Обязательное задание: Соберите все строки из пунктов ниже, в которых встречается слово «Quickstart».

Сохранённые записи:
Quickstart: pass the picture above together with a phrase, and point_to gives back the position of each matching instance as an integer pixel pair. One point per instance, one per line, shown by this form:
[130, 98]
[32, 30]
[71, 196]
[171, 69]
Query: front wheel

Ответ к упражнению:
Quickstart: pass the picture above together with a phrase, and point_to gives back the position of each matching instance as an integer pixel pair. One point per instance, one per line, shown by this form:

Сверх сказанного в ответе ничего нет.